# Start of Input data
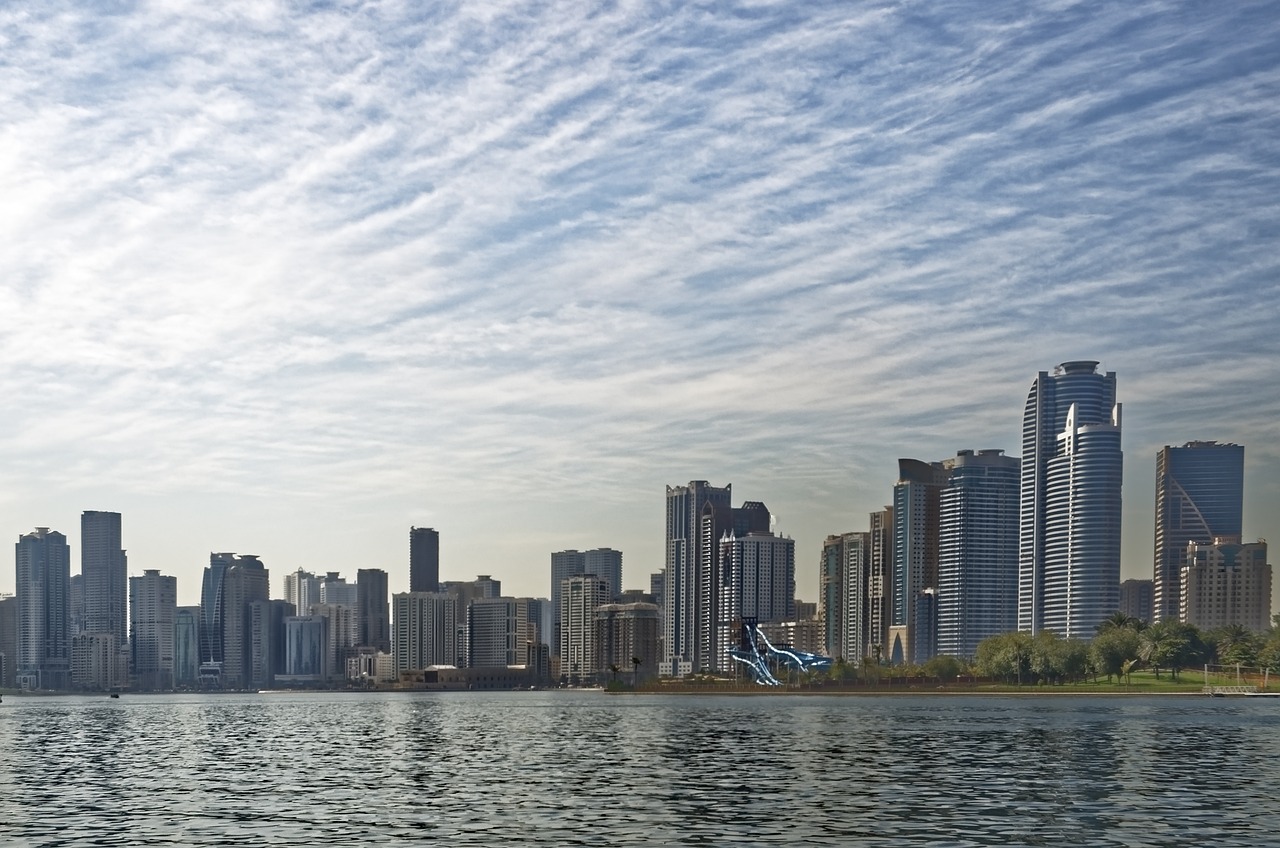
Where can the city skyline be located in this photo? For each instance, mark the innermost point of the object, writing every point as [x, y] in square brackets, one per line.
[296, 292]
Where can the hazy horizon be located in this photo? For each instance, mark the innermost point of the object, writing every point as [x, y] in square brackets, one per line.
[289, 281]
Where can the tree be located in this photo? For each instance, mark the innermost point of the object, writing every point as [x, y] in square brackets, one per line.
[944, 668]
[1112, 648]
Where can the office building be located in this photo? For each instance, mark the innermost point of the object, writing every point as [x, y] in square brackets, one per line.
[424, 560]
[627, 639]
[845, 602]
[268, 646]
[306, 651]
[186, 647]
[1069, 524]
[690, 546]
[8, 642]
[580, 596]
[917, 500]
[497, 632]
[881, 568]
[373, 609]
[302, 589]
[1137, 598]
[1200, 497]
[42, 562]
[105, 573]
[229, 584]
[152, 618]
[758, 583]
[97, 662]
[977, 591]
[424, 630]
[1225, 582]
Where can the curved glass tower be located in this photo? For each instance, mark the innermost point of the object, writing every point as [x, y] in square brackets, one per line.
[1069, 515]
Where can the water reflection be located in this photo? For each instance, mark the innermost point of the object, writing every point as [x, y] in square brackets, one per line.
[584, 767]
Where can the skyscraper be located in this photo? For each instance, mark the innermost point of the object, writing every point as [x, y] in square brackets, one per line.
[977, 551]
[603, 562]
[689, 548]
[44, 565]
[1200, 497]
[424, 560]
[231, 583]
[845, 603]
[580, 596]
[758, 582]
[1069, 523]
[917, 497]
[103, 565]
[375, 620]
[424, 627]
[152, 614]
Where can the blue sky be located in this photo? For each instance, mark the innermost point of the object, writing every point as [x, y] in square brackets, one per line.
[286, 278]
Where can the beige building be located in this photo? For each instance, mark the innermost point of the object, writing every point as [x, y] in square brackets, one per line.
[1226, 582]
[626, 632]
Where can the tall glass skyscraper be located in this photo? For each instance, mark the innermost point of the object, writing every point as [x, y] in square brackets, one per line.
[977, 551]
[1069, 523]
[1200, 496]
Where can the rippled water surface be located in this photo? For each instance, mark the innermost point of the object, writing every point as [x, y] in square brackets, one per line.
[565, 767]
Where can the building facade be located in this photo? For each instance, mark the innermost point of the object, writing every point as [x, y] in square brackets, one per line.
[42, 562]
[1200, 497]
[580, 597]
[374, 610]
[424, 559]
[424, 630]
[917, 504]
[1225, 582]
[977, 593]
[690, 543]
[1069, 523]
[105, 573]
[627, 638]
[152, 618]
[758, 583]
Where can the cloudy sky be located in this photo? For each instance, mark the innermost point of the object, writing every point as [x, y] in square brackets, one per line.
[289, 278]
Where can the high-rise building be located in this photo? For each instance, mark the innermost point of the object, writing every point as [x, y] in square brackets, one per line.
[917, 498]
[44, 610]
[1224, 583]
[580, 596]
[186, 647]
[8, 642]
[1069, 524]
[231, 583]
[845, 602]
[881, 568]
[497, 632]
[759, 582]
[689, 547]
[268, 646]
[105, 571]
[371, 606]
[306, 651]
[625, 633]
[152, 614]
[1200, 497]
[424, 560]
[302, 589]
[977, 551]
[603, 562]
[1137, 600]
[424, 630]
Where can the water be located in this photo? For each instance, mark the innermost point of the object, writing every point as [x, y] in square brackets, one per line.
# End of Input data
Can you reproduce everything in the material above, from the line containing "Where can the tall" down through the line containing "[1200, 496]", keeping the wording of every line and shifting each coordinate value by -116?

**Solution for this exercise:**
Where can the tall glass skyscraper be located in this photo? For each instance, mark the innermost point of the object, writing every point as [x, y] in square brackets, one per line.
[861, 435]
[953, 407]
[1084, 380]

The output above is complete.